--- start LISTED ENTRIES ---
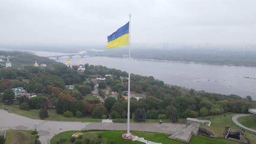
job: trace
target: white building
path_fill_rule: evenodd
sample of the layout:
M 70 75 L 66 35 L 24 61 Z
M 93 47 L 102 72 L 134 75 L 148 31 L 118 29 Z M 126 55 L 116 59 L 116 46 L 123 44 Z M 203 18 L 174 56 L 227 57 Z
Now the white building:
M 68 56 L 68 61 L 66 62 L 66 65 L 72 69 L 72 62 L 69 61 L 69 56 Z
M 9 60 L 9 58 L 7 58 L 7 61 L 5 63 L 5 66 L 7 68 L 7 67 L 12 66 L 12 64 L 11 62 Z
M 80 59 L 79 63 L 77 64 L 77 65 L 79 66 L 77 70 L 79 71 L 84 71 L 85 70 L 85 65 L 84 65 L 84 63 L 82 62 L 82 60 Z
M 39 66 L 39 65 L 37 63 L 36 63 L 36 62 L 35 62 L 33 65 L 35 66 Z
M 46 67 L 46 64 L 45 63 L 42 63 L 41 65 L 40 65 L 40 66 L 43 66 L 43 67 Z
--- end LISTED ENTRIES ---
THE PROBLEM:
Count the lines in the data above that contain the word "building". Reply with the number only.

REPLY:
2